▶ **VORLIEGENDE EINTRÄGE**:
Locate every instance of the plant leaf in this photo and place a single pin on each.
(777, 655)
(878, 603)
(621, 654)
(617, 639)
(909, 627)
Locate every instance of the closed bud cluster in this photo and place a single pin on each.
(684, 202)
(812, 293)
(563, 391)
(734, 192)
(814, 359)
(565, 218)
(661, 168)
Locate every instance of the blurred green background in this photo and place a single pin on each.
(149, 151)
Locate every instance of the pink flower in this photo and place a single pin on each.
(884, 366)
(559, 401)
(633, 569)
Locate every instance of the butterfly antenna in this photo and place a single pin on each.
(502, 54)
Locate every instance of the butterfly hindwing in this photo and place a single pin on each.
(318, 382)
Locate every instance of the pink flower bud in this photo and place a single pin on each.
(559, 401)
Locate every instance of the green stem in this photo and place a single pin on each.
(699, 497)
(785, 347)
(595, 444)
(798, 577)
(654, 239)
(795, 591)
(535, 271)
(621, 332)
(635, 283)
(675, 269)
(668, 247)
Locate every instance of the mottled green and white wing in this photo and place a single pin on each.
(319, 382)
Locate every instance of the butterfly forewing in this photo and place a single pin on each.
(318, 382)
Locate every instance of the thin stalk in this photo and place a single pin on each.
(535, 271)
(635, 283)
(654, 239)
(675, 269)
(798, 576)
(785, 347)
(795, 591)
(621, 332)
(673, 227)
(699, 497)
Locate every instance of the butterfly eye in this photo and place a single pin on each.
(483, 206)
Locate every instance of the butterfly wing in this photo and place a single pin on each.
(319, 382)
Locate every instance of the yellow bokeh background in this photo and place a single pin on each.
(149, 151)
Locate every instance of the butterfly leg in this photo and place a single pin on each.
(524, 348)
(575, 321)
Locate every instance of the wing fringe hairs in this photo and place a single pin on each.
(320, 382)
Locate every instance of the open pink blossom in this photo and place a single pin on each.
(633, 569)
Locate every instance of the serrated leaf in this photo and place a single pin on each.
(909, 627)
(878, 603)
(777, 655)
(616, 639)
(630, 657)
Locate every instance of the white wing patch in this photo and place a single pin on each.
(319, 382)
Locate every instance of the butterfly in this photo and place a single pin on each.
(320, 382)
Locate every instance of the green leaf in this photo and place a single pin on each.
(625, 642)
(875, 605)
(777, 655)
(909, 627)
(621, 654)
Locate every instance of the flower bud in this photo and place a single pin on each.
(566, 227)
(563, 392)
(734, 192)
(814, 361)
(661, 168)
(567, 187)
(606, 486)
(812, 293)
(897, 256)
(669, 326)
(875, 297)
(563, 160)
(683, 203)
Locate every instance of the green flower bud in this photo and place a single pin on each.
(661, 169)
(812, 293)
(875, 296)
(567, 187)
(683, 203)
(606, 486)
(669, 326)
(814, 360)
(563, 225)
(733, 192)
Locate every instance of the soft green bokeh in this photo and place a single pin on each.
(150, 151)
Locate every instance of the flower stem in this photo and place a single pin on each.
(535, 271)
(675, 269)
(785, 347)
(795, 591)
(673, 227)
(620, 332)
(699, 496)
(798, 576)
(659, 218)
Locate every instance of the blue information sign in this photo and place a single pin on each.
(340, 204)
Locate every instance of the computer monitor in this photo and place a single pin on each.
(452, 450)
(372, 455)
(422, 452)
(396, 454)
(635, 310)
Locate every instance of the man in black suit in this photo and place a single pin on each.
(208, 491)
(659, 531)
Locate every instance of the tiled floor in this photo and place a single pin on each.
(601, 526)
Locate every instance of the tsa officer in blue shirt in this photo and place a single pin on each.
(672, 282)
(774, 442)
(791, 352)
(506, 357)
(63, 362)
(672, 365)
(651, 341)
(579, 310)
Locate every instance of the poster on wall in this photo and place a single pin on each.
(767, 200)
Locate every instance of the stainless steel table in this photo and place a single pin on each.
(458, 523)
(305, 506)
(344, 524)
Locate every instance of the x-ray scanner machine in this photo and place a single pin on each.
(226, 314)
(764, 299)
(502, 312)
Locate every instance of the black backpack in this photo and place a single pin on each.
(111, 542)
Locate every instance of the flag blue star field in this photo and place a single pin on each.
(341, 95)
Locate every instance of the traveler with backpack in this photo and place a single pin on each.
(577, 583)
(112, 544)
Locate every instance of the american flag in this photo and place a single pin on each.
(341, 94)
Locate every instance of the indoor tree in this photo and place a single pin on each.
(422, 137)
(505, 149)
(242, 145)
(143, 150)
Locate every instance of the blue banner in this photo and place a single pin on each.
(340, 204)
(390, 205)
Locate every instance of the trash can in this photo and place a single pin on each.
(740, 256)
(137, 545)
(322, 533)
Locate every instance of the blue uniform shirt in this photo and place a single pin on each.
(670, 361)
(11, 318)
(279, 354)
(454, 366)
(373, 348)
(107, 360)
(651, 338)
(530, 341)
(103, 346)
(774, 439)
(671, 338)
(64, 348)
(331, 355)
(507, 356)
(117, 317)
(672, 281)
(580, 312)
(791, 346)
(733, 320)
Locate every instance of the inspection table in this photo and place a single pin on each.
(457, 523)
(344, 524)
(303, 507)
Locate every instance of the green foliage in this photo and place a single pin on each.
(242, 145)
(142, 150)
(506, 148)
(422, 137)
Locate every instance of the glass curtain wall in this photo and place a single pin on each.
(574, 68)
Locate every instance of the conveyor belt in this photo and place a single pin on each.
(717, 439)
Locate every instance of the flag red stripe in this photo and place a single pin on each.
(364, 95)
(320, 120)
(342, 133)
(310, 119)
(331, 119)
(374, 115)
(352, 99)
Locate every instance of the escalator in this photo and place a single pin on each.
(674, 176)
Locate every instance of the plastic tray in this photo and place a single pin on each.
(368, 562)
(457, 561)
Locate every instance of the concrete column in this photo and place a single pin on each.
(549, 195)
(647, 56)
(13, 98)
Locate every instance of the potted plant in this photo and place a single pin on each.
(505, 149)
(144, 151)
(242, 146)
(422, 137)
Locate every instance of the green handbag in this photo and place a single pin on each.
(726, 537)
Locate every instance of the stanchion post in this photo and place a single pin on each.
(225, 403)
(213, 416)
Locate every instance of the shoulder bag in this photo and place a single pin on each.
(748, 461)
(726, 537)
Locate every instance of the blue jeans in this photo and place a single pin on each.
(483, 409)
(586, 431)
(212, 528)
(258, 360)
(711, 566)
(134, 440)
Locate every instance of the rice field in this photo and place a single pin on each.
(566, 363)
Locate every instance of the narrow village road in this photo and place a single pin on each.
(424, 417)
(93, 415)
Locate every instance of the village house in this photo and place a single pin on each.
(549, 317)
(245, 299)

▶ **AUFGABE**:
Gib die Zeilen oben ab der Zeile mit „Locate every instance of the green foliage“ bis zum Ende der Einträge unverändert wieder, beide Enden eingeschlossen.

▶ **RICHTIGE LÖSUNG**:
Locate every instance of the green foliage in this photo and place a single pin on each.
(242, 145)
(142, 150)
(506, 148)
(422, 137)
Locate every instance of the glass curtain wall in this photo and place a single pin on each.
(574, 68)
Locate every instance of the conveyor belt in this photo and place a single pin on each.
(717, 439)
Locate every instance of the flag red stripe in this photo and place a single pin on each.
(364, 95)
(320, 120)
(342, 133)
(310, 119)
(331, 119)
(374, 115)
(352, 99)
Locate every instance of the escalator in this photo and place a single pin on each.
(674, 176)
Locate every instance of the plastic tray in this photo and place a single pin on each.
(368, 562)
(457, 561)
Locate every instance of the concrete column in this photo and place a single pin on each.
(549, 195)
(647, 56)
(13, 98)
Locate every instance of the potted plant in this photo and place a single pin on each.
(505, 149)
(144, 151)
(242, 146)
(422, 137)
Locate every instance of the green handbag in this photo and place a single pin on each.
(726, 537)
Locate every instance of the stanchion post in this photo and place a single pin on each.
(225, 403)
(213, 416)
Locate every instance of the shoulder bag in this photo and place a single pin on each.
(748, 461)
(726, 537)
Locate every instance of the blue jeans in this photo and place a single pin on each.
(483, 409)
(586, 431)
(212, 528)
(258, 360)
(711, 566)
(134, 440)
Locate every instance of the rice field in this photo and place a single pin on each.
(566, 363)
Locate every instance of the narrow village road in this photo and place a single pin on each.
(424, 417)
(93, 415)
Locate every instance of the village house in this photo and place a single pin on each.
(549, 317)
(245, 299)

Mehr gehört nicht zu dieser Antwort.